++++ Supplied records ++++

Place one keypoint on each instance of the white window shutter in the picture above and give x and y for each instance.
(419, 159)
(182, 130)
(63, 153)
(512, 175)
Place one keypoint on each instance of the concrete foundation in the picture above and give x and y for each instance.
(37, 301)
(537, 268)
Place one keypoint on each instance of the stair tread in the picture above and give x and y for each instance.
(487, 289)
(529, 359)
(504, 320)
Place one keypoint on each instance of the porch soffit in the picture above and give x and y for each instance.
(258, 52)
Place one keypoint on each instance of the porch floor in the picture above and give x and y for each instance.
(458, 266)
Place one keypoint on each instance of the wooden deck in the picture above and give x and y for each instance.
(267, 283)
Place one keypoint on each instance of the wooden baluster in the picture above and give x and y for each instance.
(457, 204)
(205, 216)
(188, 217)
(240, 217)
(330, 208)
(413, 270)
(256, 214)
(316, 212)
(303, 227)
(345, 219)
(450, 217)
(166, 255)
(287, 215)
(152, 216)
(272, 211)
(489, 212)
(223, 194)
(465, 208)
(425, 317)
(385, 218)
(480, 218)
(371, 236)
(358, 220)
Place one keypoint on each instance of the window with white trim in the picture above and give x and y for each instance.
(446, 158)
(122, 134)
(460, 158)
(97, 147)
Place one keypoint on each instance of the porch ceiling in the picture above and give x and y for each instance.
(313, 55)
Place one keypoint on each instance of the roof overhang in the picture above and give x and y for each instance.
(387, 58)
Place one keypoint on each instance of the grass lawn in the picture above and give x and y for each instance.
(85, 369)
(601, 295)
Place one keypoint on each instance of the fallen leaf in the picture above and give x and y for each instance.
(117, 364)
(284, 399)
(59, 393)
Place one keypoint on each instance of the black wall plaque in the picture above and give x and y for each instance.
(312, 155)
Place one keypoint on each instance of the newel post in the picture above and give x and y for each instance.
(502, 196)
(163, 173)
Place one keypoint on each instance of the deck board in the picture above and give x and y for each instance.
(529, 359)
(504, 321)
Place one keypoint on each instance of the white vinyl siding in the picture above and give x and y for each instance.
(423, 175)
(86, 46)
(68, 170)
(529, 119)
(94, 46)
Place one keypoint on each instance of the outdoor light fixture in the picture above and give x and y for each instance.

++++

Top to bottom, transcribe every line above exactly.

Expected answer
Place one keypoint on each instance of the white window shutter in the picture above and give x and y for each instance.
(419, 159)
(182, 130)
(63, 153)
(512, 175)
Place one keypoint on each instance of the concrete foundation in the picture above and give x and y for each instance.
(37, 301)
(537, 268)
Place one keypoint on each instance of the stair tread in the picture above and give x and y for each instance.
(487, 289)
(529, 359)
(504, 320)
Place one keypoint on each instance of the porch soffit in the picture above and give x and y for each instance.
(258, 52)
Place one keypoint on each instance of the porch floor in the picture above and give x and y for each instance.
(458, 266)
Place one keypoint on each instance of the wooden deck in the picture above and give x and y for each instance.
(267, 283)
Place one keypoint on each instance of the wooden baluster in the picture above and give x and y for each instance.
(457, 204)
(205, 216)
(188, 217)
(240, 217)
(330, 208)
(413, 270)
(256, 214)
(316, 212)
(303, 227)
(345, 219)
(450, 217)
(166, 255)
(287, 215)
(152, 216)
(272, 211)
(489, 212)
(223, 194)
(465, 208)
(425, 317)
(385, 218)
(480, 218)
(371, 236)
(358, 220)
Place one keypoint on each instance of the window with white trim in the picture above and give x and y for each instance.
(446, 158)
(122, 134)
(460, 158)
(97, 147)
Place one keypoint on each instance of the porch ceiling in the picture above and give x and y for each instance.
(313, 55)
Place one keypoint on each instance of the roof overhang in the picture above and give x and y for each instance.
(387, 58)
Place one keypoint on each instance of the grass lawn in the picture above and give x and y for each instance.
(85, 369)
(601, 295)
Place one keypoint on each instance of the fallen leaf in the picture above and give x and y for each instance.
(117, 364)
(284, 399)
(59, 393)
Place one keypoint on each instance of the black wall plaque in the picture above and give x and y for each instance.
(312, 155)
Place one keypoint on each instance of the newel post in the picture above and give x and y for each instance.
(502, 196)
(163, 173)
Place one keypoint on each instance of the deck board in the picture above and give x and y for each instance.
(529, 359)
(504, 321)
Place one keypoint on each instance of the white vinyl siding in the picture above and give x and y for each instance.
(423, 175)
(86, 46)
(68, 170)
(529, 119)
(94, 46)
Place one keypoint on each instance of the outdoor light fixture in the picture above and give x and y for each instance.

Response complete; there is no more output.